BEGIN Given entries

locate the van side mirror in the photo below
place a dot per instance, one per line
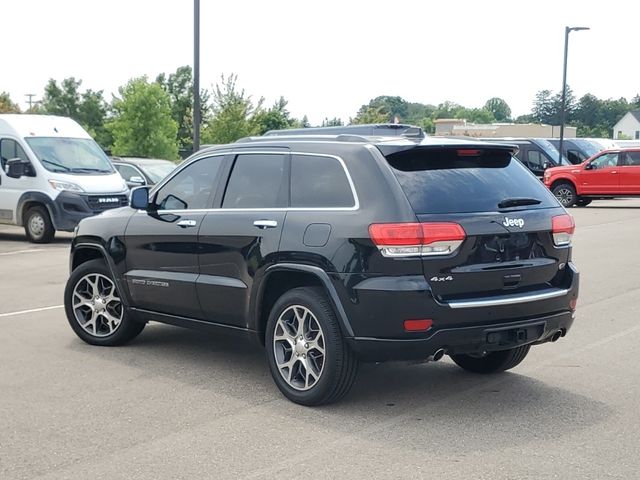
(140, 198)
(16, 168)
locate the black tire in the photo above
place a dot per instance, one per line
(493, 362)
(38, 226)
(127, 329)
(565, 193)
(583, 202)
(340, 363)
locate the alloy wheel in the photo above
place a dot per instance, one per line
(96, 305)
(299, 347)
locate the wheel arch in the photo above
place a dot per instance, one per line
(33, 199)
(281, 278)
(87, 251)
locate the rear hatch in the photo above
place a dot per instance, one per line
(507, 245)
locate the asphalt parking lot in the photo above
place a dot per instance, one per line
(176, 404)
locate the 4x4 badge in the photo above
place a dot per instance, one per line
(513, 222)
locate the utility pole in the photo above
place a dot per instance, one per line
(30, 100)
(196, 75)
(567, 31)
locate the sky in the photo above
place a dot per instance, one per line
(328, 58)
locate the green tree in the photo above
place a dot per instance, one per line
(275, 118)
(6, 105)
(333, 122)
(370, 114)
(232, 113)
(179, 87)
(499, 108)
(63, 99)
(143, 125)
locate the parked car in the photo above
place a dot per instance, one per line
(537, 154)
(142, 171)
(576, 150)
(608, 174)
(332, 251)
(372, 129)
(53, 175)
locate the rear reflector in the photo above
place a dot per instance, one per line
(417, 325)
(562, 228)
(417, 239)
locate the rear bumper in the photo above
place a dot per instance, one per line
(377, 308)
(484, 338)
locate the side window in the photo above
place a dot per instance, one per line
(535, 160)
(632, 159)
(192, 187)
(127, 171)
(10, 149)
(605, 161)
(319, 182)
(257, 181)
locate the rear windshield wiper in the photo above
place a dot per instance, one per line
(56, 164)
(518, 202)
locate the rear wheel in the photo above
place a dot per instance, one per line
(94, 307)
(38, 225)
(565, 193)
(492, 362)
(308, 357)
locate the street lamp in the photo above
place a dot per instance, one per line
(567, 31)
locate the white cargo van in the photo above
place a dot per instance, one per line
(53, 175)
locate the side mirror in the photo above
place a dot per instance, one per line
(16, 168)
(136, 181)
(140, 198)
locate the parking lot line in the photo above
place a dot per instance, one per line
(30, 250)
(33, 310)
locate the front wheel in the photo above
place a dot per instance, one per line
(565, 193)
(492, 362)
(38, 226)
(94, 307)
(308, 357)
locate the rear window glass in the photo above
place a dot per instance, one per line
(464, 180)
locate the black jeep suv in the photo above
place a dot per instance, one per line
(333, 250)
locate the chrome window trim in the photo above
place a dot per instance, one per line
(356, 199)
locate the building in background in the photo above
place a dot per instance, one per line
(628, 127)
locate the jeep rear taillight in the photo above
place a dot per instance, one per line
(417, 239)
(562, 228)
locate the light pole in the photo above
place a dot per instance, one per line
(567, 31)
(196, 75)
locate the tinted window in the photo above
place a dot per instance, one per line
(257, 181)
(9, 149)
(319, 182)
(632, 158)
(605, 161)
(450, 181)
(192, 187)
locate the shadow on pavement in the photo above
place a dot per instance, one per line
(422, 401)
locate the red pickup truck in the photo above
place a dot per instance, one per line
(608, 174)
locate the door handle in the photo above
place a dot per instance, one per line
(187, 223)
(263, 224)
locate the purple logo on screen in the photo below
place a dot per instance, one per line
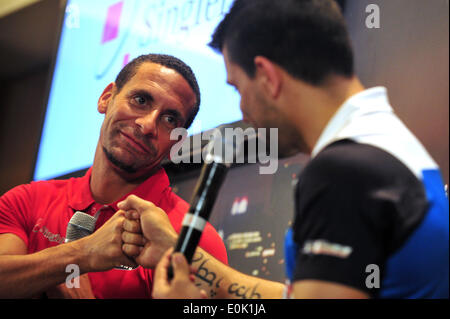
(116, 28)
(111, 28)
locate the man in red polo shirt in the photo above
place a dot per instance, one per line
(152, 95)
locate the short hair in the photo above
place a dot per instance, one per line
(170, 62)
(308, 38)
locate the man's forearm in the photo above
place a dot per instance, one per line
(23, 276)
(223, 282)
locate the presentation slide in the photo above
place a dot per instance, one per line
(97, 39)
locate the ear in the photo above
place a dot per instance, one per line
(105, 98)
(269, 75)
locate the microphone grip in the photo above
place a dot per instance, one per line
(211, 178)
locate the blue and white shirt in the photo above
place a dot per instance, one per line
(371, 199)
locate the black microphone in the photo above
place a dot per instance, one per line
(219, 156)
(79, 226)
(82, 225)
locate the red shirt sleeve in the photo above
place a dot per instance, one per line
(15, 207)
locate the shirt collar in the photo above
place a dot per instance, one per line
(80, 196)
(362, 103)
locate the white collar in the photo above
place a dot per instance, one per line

END Given entries

Reproduce the records, all of them, word for word; omit the pictures.

Task result
locate the van side mirror in the photo below
place a dot per instance, one per line
(140, 198)
(16, 168)
locate the black tire in the photo above
place a dot per instance, one per line
(493, 362)
(38, 226)
(127, 329)
(565, 193)
(583, 202)
(340, 363)
locate the alloy wheel in the photo above
place a dot per instance, one per line
(96, 305)
(299, 347)
locate the wheel arch in the photo above
place a dot per instance, one per line
(33, 199)
(281, 278)
(87, 251)
locate the rear hatch in the photo above
place a dot per instance, one per line
(507, 245)
locate the asphalt parking lot in the photo above
place a dot per instance, one per line
(176, 404)
locate the 4x4 badge in the photo above
place a dot per instance, one per line
(513, 222)
locate the utility pole in the photo above
place a dot per instance, one per line
(30, 100)
(196, 75)
(567, 31)
locate the sky in the photo above
place a dot per instance, one per line
(328, 58)
locate the green tree in the photo above
place a dot per instance, one per line
(275, 118)
(6, 105)
(333, 122)
(370, 114)
(232, 113)
(179, 87)
(499, 108)
(63, 99)
(143, 125)
locate the parked car in the photo above
place a dot per instance, one per line
(537, 154)
(142, 171)
(576, 150)
(608, 174)
(332, 251)
(372, 129)
(53, 175)
locate the rear reflector in the photo above
place a dot per instance, one per line
(417, 325)
(562, 228)
(417, 239)
locate the rear bumper in the photo above
place a dot per instance, one per line
(377, 308)
(484, 338)
locate the side window in the photo above
place a dot per instance, one per line
(535, 160)
(632, 159)
(192, 187)
(127, 171)
(10, 149)
(605, 161)
(319, 182)
(257, 181)
locate the rear windshield wiper in the photo above
place a dot per instance, one per line
(56, 164)
(518, 202)
locate the rear wheel in the photo above
place a dot per instance, one per line
(94, 307)
(38, 225)
(565, 193)
(492, 362)
(308, 357)
locate the street lamp in the photo above
place a dot per instance, one per line
(567, 31)
locate the white cargo van in the photo above
place a dot per instance, one per line
(53, 175)
locate the side mirror in the photo above
place a dot per instance, one per line
(16, 168)
(136, 181)
(140, 198)
locate the parking lot line in the photo above
place a dot per instance, one per line
(30, 250)
(33, 310)
locate the front wheel in the photo above
place a dot per instance, one per line
(565, 193)
(492, 362)
(38, 226)
(94, 307)
(308, 357)
locate the rear window glass in the photo above
place a dot per instance, one per line
(464, 180)
locate the black jeep suv in the photo above
place a dot per instance, one per line
(333, 250)
locate the chrome window trim in the photo above
place a dot per instance, one per line
(356, 199)
locate the building in background in the photo above
place a dot per instance, one per line
(628, 127)
locate the jeep rear taillight in the photo above
place a dot per instance, one per line
(417, 239)
(562, 228)
locate the light pole in the photo above
place a dot per instance, one per line
(567, 31)
(196, 75)
locate the tinted window in the photo above
place a dot per instance, one per line
(257, 181)
(9, 149)
(319, 182)
(632, 158)
(605, 161)
(450, 181)
(192, 187)
locate the shadow on pavement in the photo above
place a dot per instance, one per line
(422, 401)
locate the red pickup truck in the photo above
place a dot per instance, one per line
(608, 174)
locate the door handle in the photo above
place a dot per instance, one per line
(187, 223)
(263, 224)
locate the purple logo on screen in the photo below
place a dot per instance, one per line
(116, 28)
(111, 28)
locate the man in red polo shirt in the photo above
place a dot per instance, one per line
(152, 95)
locate the short hair in the photo above
place a dot per instance, one per line
(170, 62)
(308, 38)
locate the man's forearm in the photo above
place a dot per instance, one per line
(23, 276)
(223, 282)
locate the presentation slide in the photo above
place a dot per instance, one per line
(97, 39)
locate the ear in the photo above
place a dot per instance, one per line
(105, 98)
(269, 75)
locate the microphone grip in the photo above
place a dot per instance, one per line
(211, 178)
locate the blue and white shirt in the photo above
place a dot per instance, one per line
(371, 199)
locate the black microphone in the photo above
place a dot per instance, one per line
(219, 156)
(79, 226)
(82, 225)
locate the red shirt sleeve in the photo above
place a dot per instance, one per line
(15, 207)
locate the shirt collar in the photo above
place a dot per instance, one per line
(80, 196)
(362, 103)
locate the white collar in the photo above
place a dot per instance, one per line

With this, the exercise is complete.